### AIM OF THE EXERCISE:
Leave out all pictures and retype exactly the lines from the one with "Class: player's head" through the last line of the material.

### RECORDS TO USE:
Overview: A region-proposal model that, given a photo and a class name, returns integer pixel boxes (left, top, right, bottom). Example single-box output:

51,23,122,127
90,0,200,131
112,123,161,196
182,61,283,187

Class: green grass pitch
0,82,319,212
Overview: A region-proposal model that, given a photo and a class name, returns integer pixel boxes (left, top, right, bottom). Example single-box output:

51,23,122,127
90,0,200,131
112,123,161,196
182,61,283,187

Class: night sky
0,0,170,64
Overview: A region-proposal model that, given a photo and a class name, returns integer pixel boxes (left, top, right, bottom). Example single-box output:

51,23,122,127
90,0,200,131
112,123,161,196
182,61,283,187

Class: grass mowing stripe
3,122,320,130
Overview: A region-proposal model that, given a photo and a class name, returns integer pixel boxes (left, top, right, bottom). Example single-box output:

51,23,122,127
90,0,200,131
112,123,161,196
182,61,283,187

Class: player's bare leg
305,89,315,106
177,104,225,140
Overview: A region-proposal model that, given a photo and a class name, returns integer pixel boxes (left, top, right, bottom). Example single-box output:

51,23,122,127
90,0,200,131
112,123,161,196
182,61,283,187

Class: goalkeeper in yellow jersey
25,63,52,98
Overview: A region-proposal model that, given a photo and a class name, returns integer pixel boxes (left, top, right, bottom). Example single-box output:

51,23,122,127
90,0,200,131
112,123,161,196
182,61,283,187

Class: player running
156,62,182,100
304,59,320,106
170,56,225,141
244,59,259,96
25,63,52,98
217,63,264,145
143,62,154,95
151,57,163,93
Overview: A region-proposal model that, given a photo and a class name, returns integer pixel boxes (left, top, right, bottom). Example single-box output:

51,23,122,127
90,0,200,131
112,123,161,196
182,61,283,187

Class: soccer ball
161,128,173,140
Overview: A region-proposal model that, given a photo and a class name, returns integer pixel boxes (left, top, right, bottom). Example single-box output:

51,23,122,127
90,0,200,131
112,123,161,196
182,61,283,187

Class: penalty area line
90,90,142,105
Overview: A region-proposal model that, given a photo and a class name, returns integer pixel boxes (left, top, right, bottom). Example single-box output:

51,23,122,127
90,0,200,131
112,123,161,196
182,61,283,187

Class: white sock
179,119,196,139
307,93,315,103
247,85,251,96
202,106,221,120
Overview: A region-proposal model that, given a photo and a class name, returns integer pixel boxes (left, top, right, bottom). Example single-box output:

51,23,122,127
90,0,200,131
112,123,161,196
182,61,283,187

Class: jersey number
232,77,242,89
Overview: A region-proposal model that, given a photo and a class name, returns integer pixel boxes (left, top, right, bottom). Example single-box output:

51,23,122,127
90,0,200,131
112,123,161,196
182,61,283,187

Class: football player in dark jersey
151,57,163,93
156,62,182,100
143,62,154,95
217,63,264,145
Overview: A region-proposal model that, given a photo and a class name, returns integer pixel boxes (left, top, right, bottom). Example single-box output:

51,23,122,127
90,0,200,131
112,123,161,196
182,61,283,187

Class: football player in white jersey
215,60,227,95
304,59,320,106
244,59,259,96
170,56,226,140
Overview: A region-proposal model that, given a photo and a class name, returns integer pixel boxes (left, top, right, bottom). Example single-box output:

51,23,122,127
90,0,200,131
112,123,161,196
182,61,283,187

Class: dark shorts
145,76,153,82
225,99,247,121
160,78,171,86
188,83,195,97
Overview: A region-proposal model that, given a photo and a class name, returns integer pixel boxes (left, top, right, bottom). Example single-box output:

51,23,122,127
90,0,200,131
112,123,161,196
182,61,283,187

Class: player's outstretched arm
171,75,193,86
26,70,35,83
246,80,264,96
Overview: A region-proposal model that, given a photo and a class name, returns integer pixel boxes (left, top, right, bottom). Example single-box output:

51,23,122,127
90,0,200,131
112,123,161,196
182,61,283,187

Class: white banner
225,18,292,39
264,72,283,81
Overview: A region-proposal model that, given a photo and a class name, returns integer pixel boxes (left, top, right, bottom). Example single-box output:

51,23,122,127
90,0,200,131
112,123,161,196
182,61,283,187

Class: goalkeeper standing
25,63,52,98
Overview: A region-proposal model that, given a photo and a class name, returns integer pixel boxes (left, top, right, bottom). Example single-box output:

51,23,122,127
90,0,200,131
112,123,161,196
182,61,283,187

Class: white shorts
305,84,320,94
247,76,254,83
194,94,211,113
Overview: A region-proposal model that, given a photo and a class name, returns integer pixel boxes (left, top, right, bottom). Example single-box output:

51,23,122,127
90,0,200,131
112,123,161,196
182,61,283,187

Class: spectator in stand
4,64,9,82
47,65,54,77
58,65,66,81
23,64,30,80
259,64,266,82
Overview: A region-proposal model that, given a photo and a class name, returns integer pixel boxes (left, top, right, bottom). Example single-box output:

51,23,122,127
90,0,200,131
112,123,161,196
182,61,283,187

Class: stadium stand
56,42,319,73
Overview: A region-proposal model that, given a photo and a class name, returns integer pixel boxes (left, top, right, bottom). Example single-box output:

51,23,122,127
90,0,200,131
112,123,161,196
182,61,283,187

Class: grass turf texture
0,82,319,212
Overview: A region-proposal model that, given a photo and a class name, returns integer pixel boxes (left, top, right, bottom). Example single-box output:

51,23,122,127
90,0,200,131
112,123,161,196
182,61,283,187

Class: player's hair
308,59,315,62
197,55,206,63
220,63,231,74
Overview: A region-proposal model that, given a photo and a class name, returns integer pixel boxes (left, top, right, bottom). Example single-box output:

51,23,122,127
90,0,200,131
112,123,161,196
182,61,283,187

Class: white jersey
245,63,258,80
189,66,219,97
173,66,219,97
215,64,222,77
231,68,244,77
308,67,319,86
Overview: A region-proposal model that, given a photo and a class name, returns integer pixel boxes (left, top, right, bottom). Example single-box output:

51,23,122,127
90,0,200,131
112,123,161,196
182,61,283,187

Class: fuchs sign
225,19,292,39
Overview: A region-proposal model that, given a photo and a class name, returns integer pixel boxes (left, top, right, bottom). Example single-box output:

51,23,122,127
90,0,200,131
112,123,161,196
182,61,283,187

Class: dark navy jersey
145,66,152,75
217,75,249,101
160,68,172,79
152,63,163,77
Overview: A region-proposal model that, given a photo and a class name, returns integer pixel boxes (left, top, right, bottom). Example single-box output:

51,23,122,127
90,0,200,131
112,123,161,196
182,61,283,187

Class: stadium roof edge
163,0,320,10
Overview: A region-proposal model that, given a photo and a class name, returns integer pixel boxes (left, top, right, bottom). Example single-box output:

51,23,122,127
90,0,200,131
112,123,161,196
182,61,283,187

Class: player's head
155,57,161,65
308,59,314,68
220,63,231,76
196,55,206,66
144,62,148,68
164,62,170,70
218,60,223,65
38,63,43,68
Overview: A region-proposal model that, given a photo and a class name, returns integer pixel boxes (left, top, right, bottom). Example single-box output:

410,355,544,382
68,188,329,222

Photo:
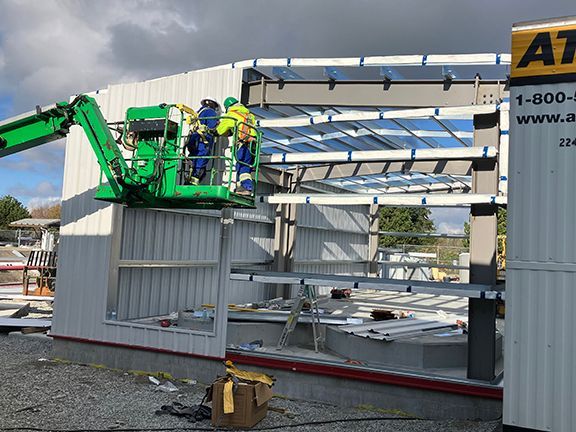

### TASK OUTPUT:
Class: player's head
155,57,161,65
308,59,314,68
220,63,231,76
196,55,206,66
144,62,148,68
164,62,170,70
218,60,223,65
38,63,43,68
Overview: A region-proposal model that, given a photo and a class name, returns integer pixel boxes (left, top, right, bottom). Example single-box output:

410,355,544,382
68,188,329,222

Photo:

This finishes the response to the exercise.